- **Aim of the task**
Please arrange the lines of the data below as a numbered list, starting with the line containing "Each instance of the halter" and ending with the line containing "[(699, 710), (374, 680), (241, 703), (663, 743)]", both included. Leave out any blank lines.

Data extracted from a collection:
════

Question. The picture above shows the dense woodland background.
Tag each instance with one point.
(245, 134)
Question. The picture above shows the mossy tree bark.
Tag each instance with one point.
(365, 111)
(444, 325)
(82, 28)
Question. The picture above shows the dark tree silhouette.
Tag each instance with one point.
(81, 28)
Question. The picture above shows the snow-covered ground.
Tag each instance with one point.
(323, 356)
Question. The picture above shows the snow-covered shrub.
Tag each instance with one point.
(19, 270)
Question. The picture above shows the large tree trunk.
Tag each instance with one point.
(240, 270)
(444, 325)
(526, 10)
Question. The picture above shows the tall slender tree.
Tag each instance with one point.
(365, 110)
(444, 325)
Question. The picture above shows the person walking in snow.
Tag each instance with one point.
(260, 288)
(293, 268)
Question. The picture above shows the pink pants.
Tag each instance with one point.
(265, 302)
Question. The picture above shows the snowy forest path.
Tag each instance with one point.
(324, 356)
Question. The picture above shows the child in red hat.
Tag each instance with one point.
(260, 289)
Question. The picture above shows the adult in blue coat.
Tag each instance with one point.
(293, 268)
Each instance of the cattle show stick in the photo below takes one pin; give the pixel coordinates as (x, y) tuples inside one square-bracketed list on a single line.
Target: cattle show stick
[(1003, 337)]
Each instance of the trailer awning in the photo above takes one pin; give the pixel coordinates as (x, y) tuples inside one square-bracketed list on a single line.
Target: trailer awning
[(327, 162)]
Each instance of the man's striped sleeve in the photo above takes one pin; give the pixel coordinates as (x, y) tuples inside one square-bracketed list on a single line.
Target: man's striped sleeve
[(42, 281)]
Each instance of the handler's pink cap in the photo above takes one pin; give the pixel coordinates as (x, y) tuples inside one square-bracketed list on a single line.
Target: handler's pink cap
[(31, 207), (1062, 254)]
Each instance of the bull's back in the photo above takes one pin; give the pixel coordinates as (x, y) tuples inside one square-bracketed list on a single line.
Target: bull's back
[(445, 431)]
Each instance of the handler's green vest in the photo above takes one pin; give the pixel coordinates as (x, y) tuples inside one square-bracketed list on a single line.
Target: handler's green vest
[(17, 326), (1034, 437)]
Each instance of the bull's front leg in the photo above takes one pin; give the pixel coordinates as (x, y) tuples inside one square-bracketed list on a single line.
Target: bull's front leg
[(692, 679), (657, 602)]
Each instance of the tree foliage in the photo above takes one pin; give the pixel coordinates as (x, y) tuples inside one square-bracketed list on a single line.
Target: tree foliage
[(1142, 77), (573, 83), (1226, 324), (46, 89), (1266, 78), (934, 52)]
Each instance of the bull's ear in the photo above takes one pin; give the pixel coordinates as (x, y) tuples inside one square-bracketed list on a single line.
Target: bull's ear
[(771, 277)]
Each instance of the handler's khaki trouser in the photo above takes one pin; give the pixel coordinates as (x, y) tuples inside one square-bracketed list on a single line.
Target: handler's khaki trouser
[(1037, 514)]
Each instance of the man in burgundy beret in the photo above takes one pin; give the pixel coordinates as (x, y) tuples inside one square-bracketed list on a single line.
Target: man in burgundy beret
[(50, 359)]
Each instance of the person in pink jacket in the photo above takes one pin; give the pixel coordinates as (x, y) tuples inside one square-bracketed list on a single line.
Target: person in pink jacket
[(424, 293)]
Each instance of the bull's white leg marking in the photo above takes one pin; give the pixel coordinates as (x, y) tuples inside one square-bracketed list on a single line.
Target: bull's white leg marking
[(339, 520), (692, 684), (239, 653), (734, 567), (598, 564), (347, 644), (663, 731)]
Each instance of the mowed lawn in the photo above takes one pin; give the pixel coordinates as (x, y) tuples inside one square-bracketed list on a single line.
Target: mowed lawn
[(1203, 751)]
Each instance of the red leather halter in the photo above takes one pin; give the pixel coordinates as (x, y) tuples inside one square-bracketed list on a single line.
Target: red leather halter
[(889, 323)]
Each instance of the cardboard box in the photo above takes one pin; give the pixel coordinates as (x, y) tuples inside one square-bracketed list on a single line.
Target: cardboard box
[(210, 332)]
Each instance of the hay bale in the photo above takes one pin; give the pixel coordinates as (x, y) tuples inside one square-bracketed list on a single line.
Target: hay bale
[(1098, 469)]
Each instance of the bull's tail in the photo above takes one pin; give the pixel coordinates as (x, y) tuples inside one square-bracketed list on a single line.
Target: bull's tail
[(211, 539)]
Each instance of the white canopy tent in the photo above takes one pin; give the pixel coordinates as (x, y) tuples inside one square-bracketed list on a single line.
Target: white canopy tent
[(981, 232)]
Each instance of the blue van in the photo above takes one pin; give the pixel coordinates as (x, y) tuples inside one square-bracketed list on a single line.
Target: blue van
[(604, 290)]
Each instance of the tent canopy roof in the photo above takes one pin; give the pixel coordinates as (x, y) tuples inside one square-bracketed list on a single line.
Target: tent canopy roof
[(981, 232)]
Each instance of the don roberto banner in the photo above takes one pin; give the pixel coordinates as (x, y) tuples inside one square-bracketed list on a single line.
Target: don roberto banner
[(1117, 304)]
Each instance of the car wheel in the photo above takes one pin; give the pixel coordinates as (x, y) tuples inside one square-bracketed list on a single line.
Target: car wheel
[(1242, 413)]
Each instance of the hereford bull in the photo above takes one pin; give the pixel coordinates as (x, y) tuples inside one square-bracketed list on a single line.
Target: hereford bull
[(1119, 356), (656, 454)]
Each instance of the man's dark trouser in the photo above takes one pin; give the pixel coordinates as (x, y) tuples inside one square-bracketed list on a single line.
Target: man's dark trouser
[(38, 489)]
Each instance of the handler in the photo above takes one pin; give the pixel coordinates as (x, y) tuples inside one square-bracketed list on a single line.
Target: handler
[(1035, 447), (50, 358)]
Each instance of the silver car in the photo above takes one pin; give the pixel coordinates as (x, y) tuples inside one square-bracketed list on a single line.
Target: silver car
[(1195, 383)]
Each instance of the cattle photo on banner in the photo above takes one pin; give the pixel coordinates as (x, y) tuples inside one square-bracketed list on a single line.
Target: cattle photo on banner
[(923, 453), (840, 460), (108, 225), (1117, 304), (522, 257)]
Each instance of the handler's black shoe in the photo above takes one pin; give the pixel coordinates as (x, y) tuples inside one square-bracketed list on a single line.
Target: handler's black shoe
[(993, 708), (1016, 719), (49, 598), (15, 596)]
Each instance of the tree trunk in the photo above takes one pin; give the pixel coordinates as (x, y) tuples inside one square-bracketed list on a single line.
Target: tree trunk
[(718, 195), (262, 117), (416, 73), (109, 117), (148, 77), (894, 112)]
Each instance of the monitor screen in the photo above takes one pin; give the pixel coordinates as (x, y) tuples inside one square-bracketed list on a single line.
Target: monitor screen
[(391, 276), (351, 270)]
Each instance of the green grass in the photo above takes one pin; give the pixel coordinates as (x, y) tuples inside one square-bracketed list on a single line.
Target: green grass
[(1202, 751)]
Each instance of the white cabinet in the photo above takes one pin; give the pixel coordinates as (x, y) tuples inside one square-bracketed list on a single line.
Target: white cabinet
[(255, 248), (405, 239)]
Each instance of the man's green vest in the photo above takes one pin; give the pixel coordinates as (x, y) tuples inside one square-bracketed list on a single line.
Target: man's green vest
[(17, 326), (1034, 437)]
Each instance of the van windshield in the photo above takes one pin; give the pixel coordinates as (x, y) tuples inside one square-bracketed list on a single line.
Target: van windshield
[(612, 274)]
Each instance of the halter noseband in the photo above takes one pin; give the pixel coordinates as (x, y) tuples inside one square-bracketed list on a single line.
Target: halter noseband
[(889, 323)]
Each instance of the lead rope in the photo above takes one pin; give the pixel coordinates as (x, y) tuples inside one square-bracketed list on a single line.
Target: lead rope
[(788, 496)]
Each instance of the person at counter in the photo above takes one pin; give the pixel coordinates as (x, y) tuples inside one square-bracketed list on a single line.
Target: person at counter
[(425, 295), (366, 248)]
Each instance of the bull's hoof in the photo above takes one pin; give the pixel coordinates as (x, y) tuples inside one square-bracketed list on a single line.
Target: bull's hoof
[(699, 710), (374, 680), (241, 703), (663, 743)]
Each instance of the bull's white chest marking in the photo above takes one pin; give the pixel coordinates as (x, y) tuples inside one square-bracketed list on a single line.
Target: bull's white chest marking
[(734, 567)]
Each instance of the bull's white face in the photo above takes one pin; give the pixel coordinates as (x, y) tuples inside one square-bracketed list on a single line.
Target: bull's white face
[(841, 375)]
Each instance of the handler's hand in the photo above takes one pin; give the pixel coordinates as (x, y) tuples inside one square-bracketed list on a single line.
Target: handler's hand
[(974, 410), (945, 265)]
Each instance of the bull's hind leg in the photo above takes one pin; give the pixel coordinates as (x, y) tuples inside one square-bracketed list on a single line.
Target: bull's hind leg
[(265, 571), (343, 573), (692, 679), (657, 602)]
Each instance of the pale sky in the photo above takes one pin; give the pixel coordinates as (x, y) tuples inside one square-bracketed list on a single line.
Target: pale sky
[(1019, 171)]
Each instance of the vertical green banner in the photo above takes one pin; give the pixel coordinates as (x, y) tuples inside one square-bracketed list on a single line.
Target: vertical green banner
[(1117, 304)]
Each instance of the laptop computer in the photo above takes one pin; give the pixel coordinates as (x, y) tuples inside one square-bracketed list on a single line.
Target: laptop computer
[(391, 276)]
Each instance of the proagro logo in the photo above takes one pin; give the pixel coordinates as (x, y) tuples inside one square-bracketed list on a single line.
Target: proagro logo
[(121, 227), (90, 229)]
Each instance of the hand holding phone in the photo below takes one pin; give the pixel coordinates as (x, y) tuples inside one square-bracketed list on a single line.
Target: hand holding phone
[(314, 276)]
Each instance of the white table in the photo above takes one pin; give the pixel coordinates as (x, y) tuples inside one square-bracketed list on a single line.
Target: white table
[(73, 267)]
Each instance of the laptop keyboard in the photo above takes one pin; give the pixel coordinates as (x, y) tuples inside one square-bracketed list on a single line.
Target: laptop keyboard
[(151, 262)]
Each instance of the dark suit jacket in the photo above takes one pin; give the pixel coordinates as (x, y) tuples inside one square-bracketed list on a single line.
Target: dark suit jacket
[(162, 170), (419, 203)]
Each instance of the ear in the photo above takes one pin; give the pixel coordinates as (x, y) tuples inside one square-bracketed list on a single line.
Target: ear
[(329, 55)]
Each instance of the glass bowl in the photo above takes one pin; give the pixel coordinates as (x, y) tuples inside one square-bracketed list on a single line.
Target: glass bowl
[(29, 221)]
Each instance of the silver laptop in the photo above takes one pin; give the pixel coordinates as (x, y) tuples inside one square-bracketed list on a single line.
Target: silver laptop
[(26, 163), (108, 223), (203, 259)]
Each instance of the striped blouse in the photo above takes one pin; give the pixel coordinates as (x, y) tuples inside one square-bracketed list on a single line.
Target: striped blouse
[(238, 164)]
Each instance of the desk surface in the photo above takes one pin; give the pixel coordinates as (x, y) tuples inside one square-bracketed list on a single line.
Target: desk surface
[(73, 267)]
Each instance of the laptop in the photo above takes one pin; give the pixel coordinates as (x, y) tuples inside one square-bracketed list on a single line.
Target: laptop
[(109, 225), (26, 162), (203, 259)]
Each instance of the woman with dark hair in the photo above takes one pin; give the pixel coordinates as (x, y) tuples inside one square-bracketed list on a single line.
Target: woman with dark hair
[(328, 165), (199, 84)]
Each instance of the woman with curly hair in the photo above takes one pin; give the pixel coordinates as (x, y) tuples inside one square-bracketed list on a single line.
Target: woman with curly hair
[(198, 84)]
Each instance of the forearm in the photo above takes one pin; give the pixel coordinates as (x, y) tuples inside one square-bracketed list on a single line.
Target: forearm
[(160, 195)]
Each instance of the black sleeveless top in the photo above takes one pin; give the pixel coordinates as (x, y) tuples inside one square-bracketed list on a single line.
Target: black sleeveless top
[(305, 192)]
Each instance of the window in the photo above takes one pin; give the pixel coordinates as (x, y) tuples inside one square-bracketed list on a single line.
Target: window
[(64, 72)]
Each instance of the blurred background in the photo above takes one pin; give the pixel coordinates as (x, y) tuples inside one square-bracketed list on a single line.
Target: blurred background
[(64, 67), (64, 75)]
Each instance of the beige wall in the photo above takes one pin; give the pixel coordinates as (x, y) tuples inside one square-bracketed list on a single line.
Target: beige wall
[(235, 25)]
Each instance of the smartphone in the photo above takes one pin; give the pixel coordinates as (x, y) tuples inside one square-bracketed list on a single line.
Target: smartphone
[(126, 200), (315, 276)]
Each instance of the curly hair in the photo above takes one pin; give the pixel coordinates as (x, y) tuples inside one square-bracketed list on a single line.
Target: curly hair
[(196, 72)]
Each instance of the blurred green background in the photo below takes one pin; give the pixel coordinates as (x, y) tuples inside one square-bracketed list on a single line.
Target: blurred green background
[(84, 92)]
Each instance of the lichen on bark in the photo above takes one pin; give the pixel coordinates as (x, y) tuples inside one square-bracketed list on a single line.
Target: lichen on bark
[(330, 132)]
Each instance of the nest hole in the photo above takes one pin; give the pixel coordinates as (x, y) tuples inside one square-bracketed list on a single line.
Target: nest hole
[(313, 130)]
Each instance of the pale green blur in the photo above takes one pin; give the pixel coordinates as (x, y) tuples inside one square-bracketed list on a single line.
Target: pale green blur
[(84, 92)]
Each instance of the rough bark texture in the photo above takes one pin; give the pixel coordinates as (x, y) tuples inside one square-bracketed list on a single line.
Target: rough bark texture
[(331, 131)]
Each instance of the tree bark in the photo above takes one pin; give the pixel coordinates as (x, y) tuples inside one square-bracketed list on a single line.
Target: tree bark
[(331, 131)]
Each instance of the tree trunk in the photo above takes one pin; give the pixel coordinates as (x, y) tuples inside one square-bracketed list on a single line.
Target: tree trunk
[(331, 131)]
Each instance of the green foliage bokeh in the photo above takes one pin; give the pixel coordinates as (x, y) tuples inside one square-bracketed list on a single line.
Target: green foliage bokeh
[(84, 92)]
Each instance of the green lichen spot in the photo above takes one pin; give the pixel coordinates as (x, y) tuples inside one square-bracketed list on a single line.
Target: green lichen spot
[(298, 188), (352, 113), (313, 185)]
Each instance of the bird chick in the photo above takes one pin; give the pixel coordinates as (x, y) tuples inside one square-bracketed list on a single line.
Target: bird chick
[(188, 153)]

════

- **Result**
1. Each instance of the halter noseband in the photo above takes one pin; give the pixel coordinates as (x, y) tuples inside one square-bracketed list on a single line.
2. Target: halter noseband
3. [(889, 323)]
4. Each instance of the lead rope in the photo above takes one pin; give the pixel coordinates as (x, y) tuples inside one square-bracketed list on a single line.
5. Target: lead rope
6. [(788, 496)]
7. Each instance of the person at counter in the photo above takes one pin; give the pixel coordinates as (x, y) tuples inside one square-bracketed list on a single line.
8. Target: person at counter
9. [(425, 295), (366, 248)]
10. Each instance of the bull's hoof in the photo above takes one pin; give the pixel coordinates as (x, y) tuples inside one square-bracketed list on a single line.
11. Target: bull's hoof
12. [(699, 710), (374, 680), (241, 703), (663, 743)]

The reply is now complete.